** AIM OF THE EXERCISE **
Write out these lines word for word, beginning at the line that contains "target | illuminated lantern" and stopping after the line that contains "x=106 y=280".

** Records held in a dataset **
# # # # #
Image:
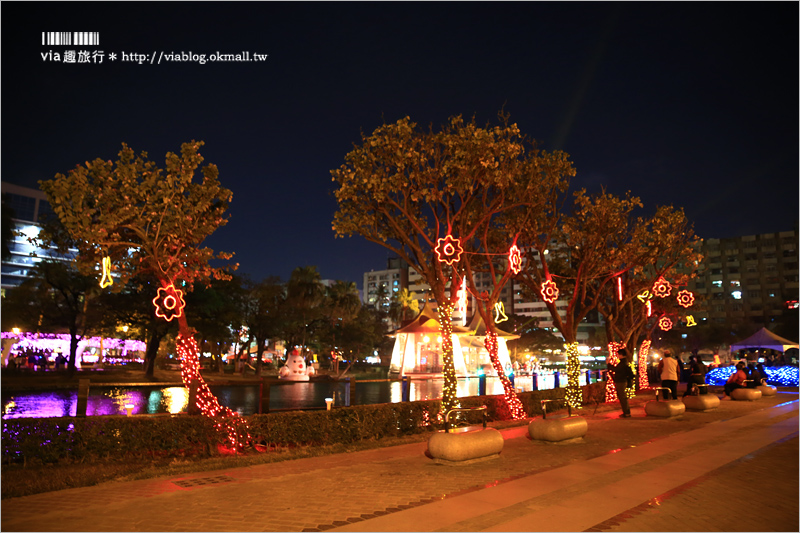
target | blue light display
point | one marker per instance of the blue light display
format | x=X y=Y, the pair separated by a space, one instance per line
x=784 y=376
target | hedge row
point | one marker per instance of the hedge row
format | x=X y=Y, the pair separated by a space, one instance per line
x=54 y=439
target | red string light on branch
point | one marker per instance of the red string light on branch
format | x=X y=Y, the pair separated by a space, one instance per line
x=685 y=299
x=169 y=302
x=662 y=288
x=515 y=259
x=449 y=250
x=225 y=420
x=549 y=291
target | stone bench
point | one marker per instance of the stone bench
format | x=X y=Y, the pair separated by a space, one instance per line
x=746 y=394
x=561 y=430
x=667 y=408
x=466 y=444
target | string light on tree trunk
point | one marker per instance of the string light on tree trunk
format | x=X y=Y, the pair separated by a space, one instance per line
x=574 y=396
x=225 y=420
x=450 y=388
x=512 y=401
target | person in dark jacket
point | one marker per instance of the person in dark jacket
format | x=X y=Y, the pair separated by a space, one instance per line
x=623 y=378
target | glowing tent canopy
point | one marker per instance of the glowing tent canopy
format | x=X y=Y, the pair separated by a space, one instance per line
x=764 y=338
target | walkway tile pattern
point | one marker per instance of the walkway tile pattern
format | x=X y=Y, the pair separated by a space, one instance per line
x=383 y=490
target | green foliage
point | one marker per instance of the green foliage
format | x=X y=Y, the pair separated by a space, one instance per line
x=147 y=219
x=78 y=439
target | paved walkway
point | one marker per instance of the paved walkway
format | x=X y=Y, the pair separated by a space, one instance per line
x=731 y=469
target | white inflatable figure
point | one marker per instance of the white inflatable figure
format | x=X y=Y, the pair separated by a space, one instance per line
x=295 y=369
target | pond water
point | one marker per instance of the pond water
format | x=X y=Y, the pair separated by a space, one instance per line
x=244 y=399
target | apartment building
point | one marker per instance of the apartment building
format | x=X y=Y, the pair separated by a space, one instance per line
x=30 y=206
x=750 y=278
x=393 y=280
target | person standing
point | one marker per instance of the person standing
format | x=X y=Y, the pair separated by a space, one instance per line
x=623 y=378
x=696 y=374
x=668 y=370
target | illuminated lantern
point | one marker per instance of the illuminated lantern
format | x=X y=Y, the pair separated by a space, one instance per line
x=449 y=250
x=500 y=312
x=515 y=259
x=169 y=303
x=644 y=382
x=646 y=295
x=662 y=288
x=685 y=298
x=549 y=291
x=573 y=395
x=106 y=280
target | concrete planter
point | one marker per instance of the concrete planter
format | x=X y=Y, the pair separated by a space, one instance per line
x=767 y=390
x=562 y=430
x=745 y=394
x=668 y=408
x=465 y=445
x=703 y=402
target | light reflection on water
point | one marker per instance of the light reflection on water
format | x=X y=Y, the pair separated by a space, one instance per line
x=244 y=400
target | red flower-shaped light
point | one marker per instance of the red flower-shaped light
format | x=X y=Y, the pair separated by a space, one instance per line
x=449 y=250
x=549 y=291
x=169 y=303
x=662 y=288
x=685 y=298
x=515 y=259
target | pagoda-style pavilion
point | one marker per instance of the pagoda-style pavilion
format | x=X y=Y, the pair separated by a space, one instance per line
x=476 y=356
x=418 y=347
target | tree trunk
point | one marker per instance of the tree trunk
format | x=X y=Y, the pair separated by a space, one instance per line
x=151 y=352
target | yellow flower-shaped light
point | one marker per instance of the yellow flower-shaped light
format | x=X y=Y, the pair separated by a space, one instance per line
x=449 y=250
x=549 y=291
x=169 y=303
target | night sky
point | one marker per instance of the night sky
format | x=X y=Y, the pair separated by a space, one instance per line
x=689 y=104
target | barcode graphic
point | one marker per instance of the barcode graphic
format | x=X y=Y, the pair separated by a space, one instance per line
x=70 y=38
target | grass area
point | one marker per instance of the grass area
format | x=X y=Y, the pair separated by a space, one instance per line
x=35 y=478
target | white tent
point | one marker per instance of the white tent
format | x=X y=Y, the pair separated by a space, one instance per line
x=764 y=338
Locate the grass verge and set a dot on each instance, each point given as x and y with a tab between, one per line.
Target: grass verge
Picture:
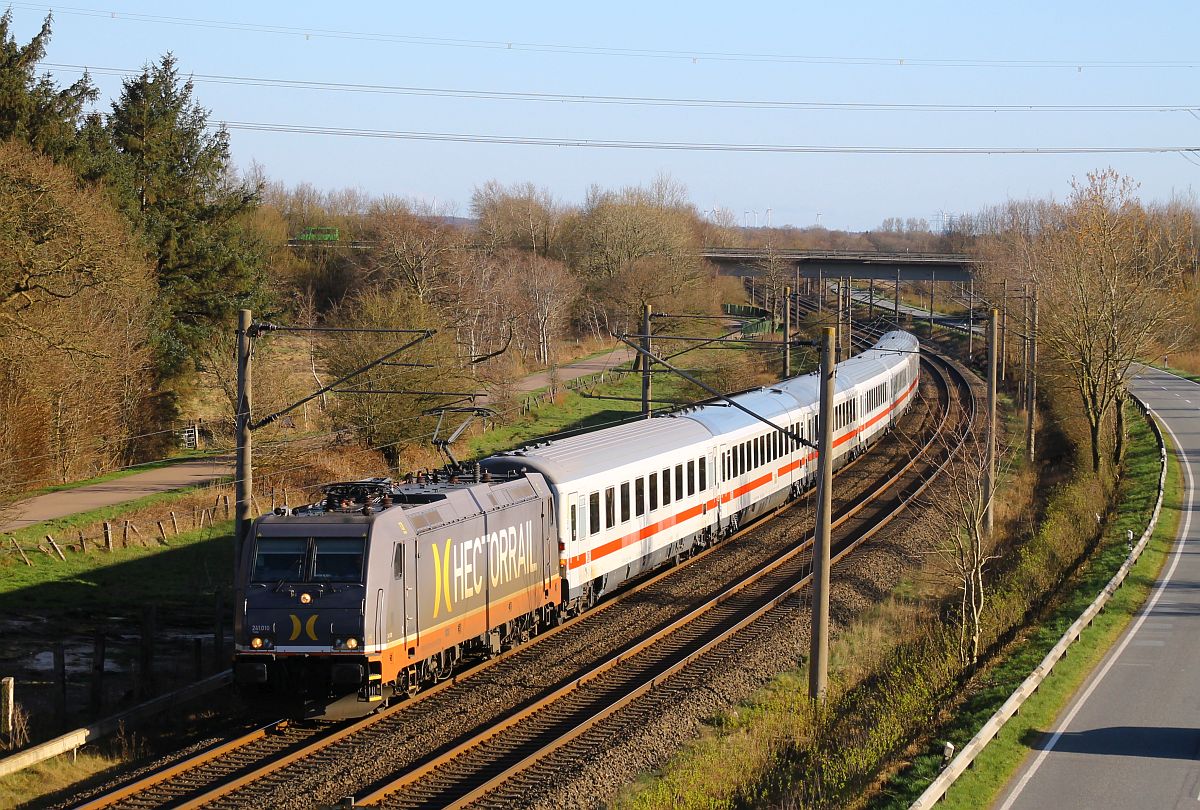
52	775
999	762
191	455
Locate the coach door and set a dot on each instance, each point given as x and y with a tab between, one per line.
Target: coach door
574	528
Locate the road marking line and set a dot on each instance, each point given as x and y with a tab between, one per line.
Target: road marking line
1177	553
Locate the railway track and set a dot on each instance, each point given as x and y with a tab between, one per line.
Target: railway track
247	772
503	762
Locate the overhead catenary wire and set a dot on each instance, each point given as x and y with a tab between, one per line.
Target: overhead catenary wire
637	101
697	147
676	54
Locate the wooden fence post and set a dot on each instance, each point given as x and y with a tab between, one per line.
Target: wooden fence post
19	550
57	550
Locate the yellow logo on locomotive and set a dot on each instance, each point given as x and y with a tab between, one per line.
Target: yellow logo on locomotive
310	627
460	569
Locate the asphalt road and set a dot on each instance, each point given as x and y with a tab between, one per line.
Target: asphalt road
1131	737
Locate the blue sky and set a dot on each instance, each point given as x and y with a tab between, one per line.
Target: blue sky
1109	53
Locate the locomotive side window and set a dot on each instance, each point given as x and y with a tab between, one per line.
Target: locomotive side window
337	559
280	559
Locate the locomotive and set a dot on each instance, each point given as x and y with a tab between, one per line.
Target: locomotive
384	587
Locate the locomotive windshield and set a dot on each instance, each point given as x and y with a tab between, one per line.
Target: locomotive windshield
309	559
337	559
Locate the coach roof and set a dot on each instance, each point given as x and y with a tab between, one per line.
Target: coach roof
600	451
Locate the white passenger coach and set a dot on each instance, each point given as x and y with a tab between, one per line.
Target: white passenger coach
629	497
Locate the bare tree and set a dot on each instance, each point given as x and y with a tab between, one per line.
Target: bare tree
954	534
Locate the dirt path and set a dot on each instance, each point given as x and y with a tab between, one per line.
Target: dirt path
191	473
69	502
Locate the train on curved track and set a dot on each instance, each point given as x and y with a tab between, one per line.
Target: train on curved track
384	587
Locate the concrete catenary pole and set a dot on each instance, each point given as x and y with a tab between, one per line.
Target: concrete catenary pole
787	331
850	316
243	486
647	384
971	323
1003	334
1031	388
897	304
989	483
819	657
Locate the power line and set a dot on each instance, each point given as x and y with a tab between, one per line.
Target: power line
693	55
636	101
683	145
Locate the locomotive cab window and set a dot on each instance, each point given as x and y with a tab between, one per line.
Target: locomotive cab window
337	559
280	559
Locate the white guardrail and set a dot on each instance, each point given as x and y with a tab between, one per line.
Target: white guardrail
73	739
937	789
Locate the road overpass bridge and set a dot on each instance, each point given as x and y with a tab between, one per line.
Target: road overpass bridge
846	264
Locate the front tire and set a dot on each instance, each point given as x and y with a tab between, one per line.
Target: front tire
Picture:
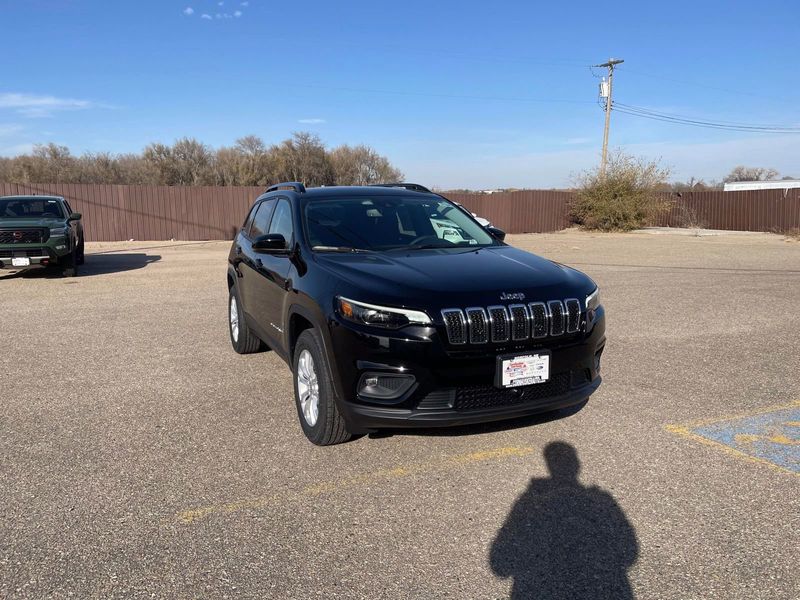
# # # # #
** RIGHT ANSWER **
target | illuminated lantern
point | one marker per instance of the illuminated lantern
format | x=X y=Y, the pair separated by a space, one instance per line
x=449 y=250
x=500 y=312
x=515 y=259
x=169 y=303
x=644 y=382
x=646 y=295
x=662 y=288
x=685 y=298
x=549 y=291
x=573 y=395
x=106 y=280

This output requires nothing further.